● Aim of the exercise
Copy the material below exactly as it appears, every line in the same order.

(Dataset records on where objects are located)
________________________________________

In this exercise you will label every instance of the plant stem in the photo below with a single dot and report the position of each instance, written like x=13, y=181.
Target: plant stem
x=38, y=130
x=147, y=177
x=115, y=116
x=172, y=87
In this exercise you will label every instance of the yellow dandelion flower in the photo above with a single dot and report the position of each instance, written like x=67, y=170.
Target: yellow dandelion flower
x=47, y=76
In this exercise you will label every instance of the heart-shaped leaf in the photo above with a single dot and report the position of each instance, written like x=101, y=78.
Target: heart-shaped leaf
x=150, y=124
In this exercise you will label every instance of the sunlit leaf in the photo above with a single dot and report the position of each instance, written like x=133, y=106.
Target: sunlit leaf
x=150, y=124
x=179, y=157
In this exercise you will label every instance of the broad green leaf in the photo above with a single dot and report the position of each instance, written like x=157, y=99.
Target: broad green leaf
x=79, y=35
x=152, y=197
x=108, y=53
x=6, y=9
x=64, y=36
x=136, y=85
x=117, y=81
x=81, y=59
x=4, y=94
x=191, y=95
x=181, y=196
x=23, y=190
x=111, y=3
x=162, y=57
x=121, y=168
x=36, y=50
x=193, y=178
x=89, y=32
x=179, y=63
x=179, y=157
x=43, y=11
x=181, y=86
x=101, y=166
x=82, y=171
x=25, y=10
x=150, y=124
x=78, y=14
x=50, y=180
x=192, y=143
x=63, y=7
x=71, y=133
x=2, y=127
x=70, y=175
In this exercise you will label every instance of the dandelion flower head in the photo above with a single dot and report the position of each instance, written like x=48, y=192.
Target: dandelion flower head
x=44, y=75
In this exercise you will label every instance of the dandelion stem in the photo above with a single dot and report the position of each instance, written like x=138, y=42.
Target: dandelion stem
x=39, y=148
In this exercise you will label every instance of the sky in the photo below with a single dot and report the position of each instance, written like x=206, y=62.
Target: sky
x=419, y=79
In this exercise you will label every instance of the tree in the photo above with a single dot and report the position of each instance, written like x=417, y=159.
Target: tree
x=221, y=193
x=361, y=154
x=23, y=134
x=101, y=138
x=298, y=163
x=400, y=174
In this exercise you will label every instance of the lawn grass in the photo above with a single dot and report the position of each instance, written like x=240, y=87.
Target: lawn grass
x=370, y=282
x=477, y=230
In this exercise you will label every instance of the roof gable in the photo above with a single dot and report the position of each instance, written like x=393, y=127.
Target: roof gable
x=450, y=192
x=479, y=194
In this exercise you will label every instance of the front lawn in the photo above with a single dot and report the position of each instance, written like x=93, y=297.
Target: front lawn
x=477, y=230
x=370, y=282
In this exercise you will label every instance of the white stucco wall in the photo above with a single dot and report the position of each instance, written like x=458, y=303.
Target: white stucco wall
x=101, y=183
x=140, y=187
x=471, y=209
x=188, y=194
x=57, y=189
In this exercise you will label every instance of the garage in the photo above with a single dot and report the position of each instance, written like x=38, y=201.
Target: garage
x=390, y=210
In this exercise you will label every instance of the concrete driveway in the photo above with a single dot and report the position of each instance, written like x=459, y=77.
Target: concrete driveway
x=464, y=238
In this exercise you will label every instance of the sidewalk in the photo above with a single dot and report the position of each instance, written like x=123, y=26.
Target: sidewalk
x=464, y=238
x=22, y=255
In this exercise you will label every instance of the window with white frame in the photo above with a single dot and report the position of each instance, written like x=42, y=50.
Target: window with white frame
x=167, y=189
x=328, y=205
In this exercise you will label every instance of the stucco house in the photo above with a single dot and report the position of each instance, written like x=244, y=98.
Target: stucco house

________________________________________

● Expected answer
In this exercise you will label every instance of the plant stem in the photo below with a single dot and report the position of each instance, written like x=13, y=181.
Target: plant stem
x=38, y=130
x=147, y=177
x=115, y=116
x=172, y=87
In this exercise you will label every instance of the yellow dandelion flower in the photo above with a single dot and report the position of each instance, written like x=67, y=170.
Target: yellow dandelion flower
x=47, y=76
In this exercise you will label every instance of the heart-shaped leaf in the photo above with a single dot and report the position of each instance, written like x=101, y=78.
Target: heart-shaped leaf
x=150, y=124
In this exercise you will label every instance of the sunlit leaf in the photo above with a single dot and report the position of each instance, written like x=133, y=106.
Target: sunlit leaf
x=150, y=124
x=179, y=157
In this exercise you will label every instance of the broad green leaf in the photo above with a single dot and report the position of each instance, written like x=157, y=99.
Target: broad green leaf
x=79, y=35
x=152, y=197
x=108, y=53
x=6, y=9
x=64, y=36
x=136, y=85
x=117, y=81
x=81, y=59
x=4, y=94
x=191, y=95
x=181, y=196
x=23, y=190
x=111, y=3
x=162, y=57
x=121, y=168
x=36, y=50
x=193, y=178
x=89, y=32
x=179, y=63
x=179, y=157
x=43, y=11
x=181, y=86
x=101, y=166
x=82, y=171
x=25, y=10
x=150, y=124
x=78, y=14
x=50, y=180
x=192, y=143
x=63, y=7
x=71, y=133
x=2, y=127
x=70, y=175
In this exercise you will label every instance of the dandelion flower head in the photo above with a single dot and report the position of each instance, written like x=48, y=192.
Target: dandelion flower head
x=44, y=75
In this exercise you will label every instance of the dandelion stem in the photo above with a single dot and report the position of each instance, written like x=138, y=42.
Target: dandelion stem
x=39, y=148
In this exercise you will label every instance of the sky in the photo below with a single dot and report the position of each instance, written like x=206, y=62.
Target: sky
x=419, y=79
In this exercise you will label every instance of the tree in the photo above with a single dot and report the position of each instance, written like x=417, y=159.
Target: tree
x=221, y=193
x=361, y=154
x=23, y=134
x=101, y=138
x=298, y=163
x=400, y=174
In this exercise you will label every instance of the lawn grass in the photo above with a single dot and report the position of each instance, written like x=240, y=87.
Target: lawn grass
x=370, y=282
x=477, y=230
In this exercise you will label every instance of the roof gable in the photo above with a single dot and report the position of each instance, written like x=393, y=127.
Target: roof gable
x=450, y=192
x=479, y=194
In this exercise you will label every instance of the front lawn in the photo above with a single dot and report the position of each instance, written like x=93, y=297.
Target: front lawn
x=477, y=230
x=370, y=282
In this exercise you will label every instance of the white stucco wall in the photo above with a single dot and report the position of each instance, written like x=458, y=303.
Target: white stucco wall
x=101, y=183
x=140, y=187
x=471, y=209
x=188, y=194
x=57, y=189
In this exercise you will label every instance of the garage in the photo above with a single dot and report the position of each instance, written like x=38, y=201.
Target: garage
x=390, y=210
In this exercise you will label every instance of the concrete driveway in the photo above with a single dot and report the position of each instance, written like x=459, y=77.
Target: concrete driveway
x=464, y=238
In this exercise you will label every instance of the sidewalk in the photo above with a single dot and report the position of each instance, written like x=123, y=26.
Target: sidewalk
x=464, y=238
x=22, y=255
In this exercise you will label every instance of the window with white frame in the photo above with a single dot and report the position of each instance, written like x=42, y=50.
Target: window with white frame
x=167, y=189
x=328, y=205
In this exercise you will label every instance of the stucco house in the photo above with a single dot and report the position of each instance, written like x=244, y=98.
Target: stucco house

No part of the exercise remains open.